▶ **BRIEF**: Please print every record below exactly as written, leaving out the pictures.

Segmentation mask data:
════════════════════

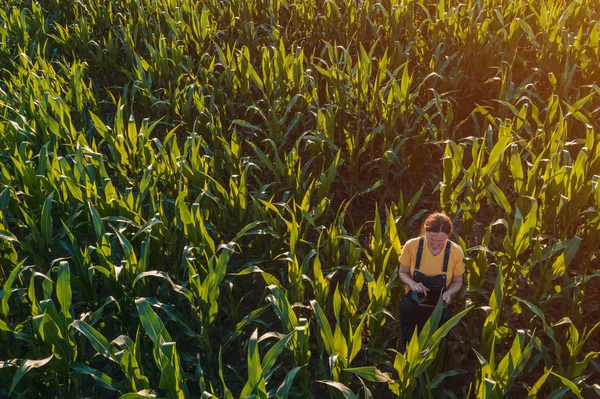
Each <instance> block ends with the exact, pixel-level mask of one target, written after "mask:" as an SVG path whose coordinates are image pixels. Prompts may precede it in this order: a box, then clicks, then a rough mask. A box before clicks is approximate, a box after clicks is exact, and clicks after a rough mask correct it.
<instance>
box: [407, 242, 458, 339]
mask: <svg viewBox="0 0 600 399" xmlns="http://www.w3.org/2000/svg"><path fill="white" fill-rule="evenodd" d="M424 242H425V237H421V239H420V240H419V249H418V250H417V259H416V262H415V271H414V273H413V280H414V281H415V282H417V283H422V284H423V285H424V286H425V287H427V288H428V289H429V293H428V298H429V299H430V300H423V299H422V298H420V297H419V295H418V294H417V293H416V292H415V291H412V290H410V291H409V292H408V293H407V294H405V295H404V298H402V302H401V303H400V325H401V327H402V332H403V333H404V338H405V339H406V342H408V341H410V339H411V337H412V335H413V332H414V331H415V327H417V328H418V331H420V330H421V329H422V328H423V326H424V325H425V323H426V322H427V319H429V317H430V316H431V314H432V313H433V310H434V308H435V305H436V304H437V299H438V298H439V296H440V295H442V293H443V292H444V291H445V290H446V271H447V270H448V262H449V261H450V248H451V245H452V244H451V243H450V241H447V242H446V249H445V253H444V263H443V266H442V274H437V275H435V276H426V275H424V274H423V273H421V272H420V271H419V267H420V266H421V255H422V254H423V244H424ZM431 299H434V301H431ZM451 317H452V310H451V309H450V308H448V307H444V309H443V310H442V318H441V320H440V325H442V324H444V323H445V322H447V321H448V320H450V318H451Z"/></svg>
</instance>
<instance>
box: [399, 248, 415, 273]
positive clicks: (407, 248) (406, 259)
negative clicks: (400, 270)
mask: <svg viewBox="0 0 600 399" xmlns="http://www.w3.org/2000/svg"><path fill="white" fill-rule="evenodd" d="M399 260H400V264H401V265H405V266H408V268H410V265H412V263H413V262H412V260H413V251H412V245H411V242H410V241H407V242H406V244H404V248H402V255H400V259H399Z"/></svg>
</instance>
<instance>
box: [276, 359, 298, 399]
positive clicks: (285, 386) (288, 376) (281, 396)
mask: <svg viewBox="0 0 600 399" xmlns="http://www.w3.org/2000/svg"><path fill="white" fill-rule="evenodd" d="M302 367H304V366H297V367H294V368H293V369H291V370H290V371H289V372H288V373H287V374H286V376H285V378H284V379H283V382H282V383H281V385H280V386H279V388H277V392H275V396H276V397H277V399H285V398H287V397H288V394H289V392H290V388H291V387H292V383H293V382H294V378H295V377H296V374H298V371H300V369H302Z"/></svg>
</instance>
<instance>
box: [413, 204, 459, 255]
mask: <svg viewBox="0 0 600 399" xmlns="http://www.w3.org/2000/svg"><path fill="white" fill-rule="evenodd" d="M450 233H452V221H451V220H450V218H449V217H448V216H446V215H444V214H443V213H439V212H435V213H432V214H430V215H429V216H427V218H426V219H425V221H424V222H423V228H422V229H421V234H422V235H424V236H425V237H426V238H427V245H428V246H429V248H430V249H431V250H432V251H433V252H438V251H441V249H442V247H443V246H444V245H445V244H446V240H447V239H448V236H449V235H450Z"/></svg>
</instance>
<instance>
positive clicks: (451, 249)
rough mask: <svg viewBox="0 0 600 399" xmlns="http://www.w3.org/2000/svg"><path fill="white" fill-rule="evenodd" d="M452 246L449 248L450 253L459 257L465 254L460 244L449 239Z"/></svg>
mask: <svg viewBox="0 0 600 399" xmlns="http://www.w3.org/2000/svg"><path fill="white" fill-rule="evenodd" d="M450 243H451V244H452V247H451V249H450V253H451V254H452V255H453V256H455V257H460V258H461V259H462V258H463V257H464V256H465V254H464V251H463V249H462V247H461V246H460V245H458V244H457V243H455V242H454V241H452V240H450Z"/></svg>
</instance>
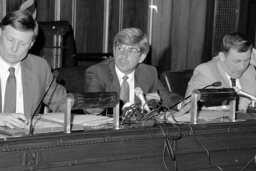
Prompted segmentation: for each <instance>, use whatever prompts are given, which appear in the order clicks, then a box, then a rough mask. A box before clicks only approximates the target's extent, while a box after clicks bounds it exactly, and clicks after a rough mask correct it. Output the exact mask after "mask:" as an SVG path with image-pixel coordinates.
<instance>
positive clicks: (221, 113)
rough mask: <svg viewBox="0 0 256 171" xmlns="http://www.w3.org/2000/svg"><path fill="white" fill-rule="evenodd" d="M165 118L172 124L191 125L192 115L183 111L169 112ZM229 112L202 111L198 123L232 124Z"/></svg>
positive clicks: (198, 118)
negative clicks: (174, 123) (224, 123)
mask: <svg viewBox="0 0 256 171" xmlns="http://www.w3.org/2000/svg"><path fill="white" fill-rule="evenodd" d="M165 118H166V119H167V121H169V122H171V123H190V122H191V113H190V112H183V111H178V112H177V111H176V112H174V111H169V112H167V113H166V116H165ZM230 121H231V118H230V112H229V111H216V110H209V109H207V110H201V111H199V112H198V123H199V124H200V123H217V122H230Z"/></svg>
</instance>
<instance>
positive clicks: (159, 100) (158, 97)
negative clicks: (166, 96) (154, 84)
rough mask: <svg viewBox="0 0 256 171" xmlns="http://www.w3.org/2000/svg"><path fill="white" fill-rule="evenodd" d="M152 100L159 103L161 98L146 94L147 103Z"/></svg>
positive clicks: (155, 96) (155, 94) (151, 94)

════════════════════

▶ **ANSWER SPACE**:
Each <instance> block ends with the exact, pixel-level mask of one target, written after "mask:" as an SVG path whose coordinates are image pixels. Prompts may precede it in this order: a box, then clicks, then a rough mask. A box before clicks is approximate, a box after clicks is exact, and clicks after a rough mask correct it.
<instance>
box: [407, 242, 458, 339]
mask: <svg viewBox="0 0 600 399" xmlns="http://www.w3.org/2000/svg"><path fill="white" fill-rule="evenodd" d="M424 242H425V237H421V239H420V240H419V249H418V250H417V259H416V262H415V271H414V273H413V280H414V281H415V282H417V283H422V284H423V285H424V286H425V287H427V288H428V289H429V293H428V298H429V299H430V300H423V299H422V298H420V297H419V295H418V294H417V293H416V292H415V291H412V290H410V291H409V292H408V293H407V294H405V295H404V298H402V302H401V303H400V325H401V327H402V332H403V333H404V338H405V339H406V342H408V341H410V339H411V337H412V335H413V332H414V331H415V327H417V328H418V331H420V330H421V329H422V328H423V326H424V325H425V323H426V322H427V319H429V317H430V316H431V314H432V313H433V310H434V308H435V305H436V304H437V299H438V298H439V296H440V295H442V293H443V292H444V291H445V290H446V271H447V270H448V262H449V261H450V248H451V245H452V244H451V243H450V241H447V242H446V249H445V253H444V263H443V266H442V274H437V275H435V276H426V275H424V274H423V273H421V272H420V271H419V267H420V266H421V255H422V254H423V244H424ZM431 299H434V301H431ZM451 317H452V310H451V309H450V308H448V307H444V309H443V310H442V318H441V320H440V325H442V324H444V323H445V322H447V321H448V320H450V318H451Z"/></svg>
</instance>
<instance>
box: [399, 248, 415, 273]
positive clicks: (407, 248) (406, 259)
negative clicks: (400, 270)
mask: <svg viewBox="0 0 600 399" xmlns="http://www.w3.org/2000/svg"><path fill="white" fill-rule="evenodd" d="M399 260H400V264H401V265H405V266H408V268H410V265H412V263H413V262H412V260H413V251H412V245H411V242H410V241H407V242H406V244H404V248H402V255H400V259H399Z"/></svg>
</instance>
<instance>
box: [276, 359, 298, 399]
positive clicks: (285, 386) (288, 376) (281, 396)
mask: <svg viewBox="0 0 600 399" xmlns="http://www.w3.org/2000/svg"><path fill="white" fill-rule="evenodd" d="M302 367H304V366H297V367H294V368H293V369H291V370H290V371H289V372H288V373H287V374H286V376H285V378H284V379H283V382H282V383H281V385H280V386H279V388H277V392H275V396H276V397H277V399H285V398H287V397H288V394H289V392H290V388H291V387H292V383H293V382H294V378H295V377H296V374H298V371H300V369H302Z"/></svg>
</instance>
<instance>
box: [413, 204, 459, 255]
mask: <svg viewBox="0 0 600 399" xmlns="http://www.w3.org/2000/svg"><path fill="white" fill-rule="evenodd" d="M450 233H452V221H451V220H450V218H449V217H448V216H446V215H444V214H443V213H439V212H435V213H432V214H430V215H429V216H427V218H426V219H425V221H424V222H423V228H422V229H421V234H422V235H424V236H425V237H426V238H427V245H428V246H429V248H430V249H431V250H432V251H433V252H438V251H441V249H442V247H443V246H444V245H445V244H446V240H447V239H448V236H449V235H450Z"/></svg>
</instance>
<instance>
positive clicks: (451, 249)
rough mask: <svg viewBox="0 0 600 399" xmlns="http://www.w3.org/2000/svg"><path fill="white" fill-rule="evenodd" d="M452 246L449 248L450 253L459 257L465 254L460 244L449 239Z"/></svg>
mask: <svg viewBox="0 0 600 399" xmlns="http://www.w3.org/2000/svg"><path fill="white" fill-rule="evenodd" d="M450 243H451V244H452V247H451V249H450V253H451V254H452V255H453V256H455V257H460V258H461V259H462V258H463V257H464V256H465V254H464V251H463V249H462V247H461V246H460V245H458V244H457V243H455V242H454V241H452V240H450Z"/></svg>
</instance>
Prompted segmentation: for each <instance>, use whatever prompts are given, which appear in the order clicks, then a box, then a rough mask. A box before clicks only approximates the target's extent, while a box after clicks bounds it exactly, and clicks after a rough mask correct it. Output the exact mask after "mask:" as an SVG path with image-pixel coordinates.
<instance>
positive clicks: (221, 113)
rough mask: <svg viewBox="0 0 256 171" xmlns="http://www.w3.org/2000/svg"><path fill="white" fill-rule="evenodd" d="M165 118L172 124L191 125L192 115L183 111L169 112ZM229 112L202 111L198 123L232 124Z"/></svg>
positive clicks: (198, 118)
negative clicks: (174, 123) (224, 123)
mask: <svg viewBox="0 0 256 171" xmlns="http://www.w3.org/2000/svg"><path fill="white" fill-rule="evenodd" d="M165 118H166V119H167V121H169V122H171V123H190V122H191V113H190V112H183V111H178V112H177V111H176V112H174V111H169V112H167V113H166V116H165ZM230 121H231V118H230V112H229V111H216V110H209V109H207V110H201V111H199V112H198V123H199V124H200V123H217V122H230Z"/></svg>
</instance>
<instance>
positive clicks: (159, 100) (158, 97)
negative clicks: (166, 96) (154, 84)
rough mask: <svg viewBox="0 0 256 171" xmlns="http://www.w3.org/2000/svg"><path fill="white" fill-rule="evenodd" d="M152 100L159 103L161 98L146 94L147 103Z"/></svg>
positive clicks: (155, 96) (155, 94) (151, 94)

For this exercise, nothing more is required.